Passage:
• • • • • • •
This test can also refer to several sides of a document, as the following section shows.

Validate Images on Specified Pages

The tests for images can be restricted to single pages, multiple individual or multiple contiguous pages. All possibilities are described in chapter 13.2: “Page Selection”.

Here are some examples:

<testcase name="containsImage_OnEveryPageAfter4">
  <assertThat testDocument="images/imageDemo.pdf">
    <containsImage file="images/apache-software-foundation-logo.png" 
                   onEveryPageAfter="4" 
    />
  </assertThat>
</testcase>
<testcase name="containsImage_OnMultipleSelectedPages">
  <assertThat testDocument="images/imageDemo.pdf">
    <containsImage file="images/apache-software-foundation-logo.png" 
                   onPage="1, 5"  />
  </assertThat>
</testcase>

Tags can be used multiple times. But it might be better to write two separate tests:

<testcase name="containsImage_MultipleInvocation">
  <assertThat testDocument="images/imageDemo.pdf">
    <containsImage file="images/apache-software-foundation-logo.png" 
                   onEveryPageAfter="4"
    />
    <containsImage file="images/apache-ant-logo.png" 
                   onPage="3"
    />
  </assertThat>
</testcase>

All images in a PDF document can be compared to the images of a master PDF. Those tests are described in chapter 4.10: “Comparing Images”.
• • • • • • •
(Saved data entries)

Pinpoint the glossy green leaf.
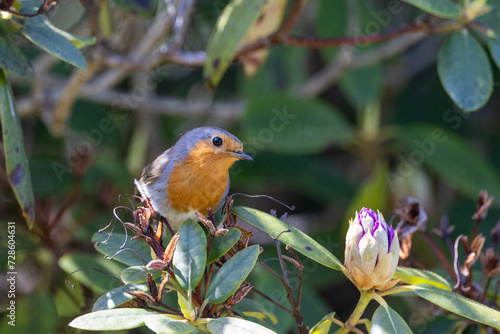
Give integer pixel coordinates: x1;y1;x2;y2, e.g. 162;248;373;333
69;308;158;331
203;0;265;88
309;312;335;334
92;284;149;312
21;15;87;71
243;94;353;154
438;29;493;111
207;316;275;334
394;267;451;291
144;315;196;334
172;220;207;291
231;206;343;270
0;69;35;229
0;36;35;81
413;283;500;329
207;227;241;264
113;0;158;19
370;305;413;334
120;266;161;284
400;125;500;200
59;253;125;293
92;232;152;266
403;0;462;19
205;245;259;304
340;63;384;110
• • • • • • •
Directive:
Summarize the passage on validating images on specified pages in two sentences.

The completed task:
Image tests can be restricted to a single page, several individual pages, or several contiguous pages; chapter 13.2 covers all the options, and the examples use the onEveryPageAfter and onPage attributes of the containsImage tag. A tag can be used more than once in one test, though two separate tests might be better, and comparing all images in a PDF with those of a master PDF is covered in chapter 4.10.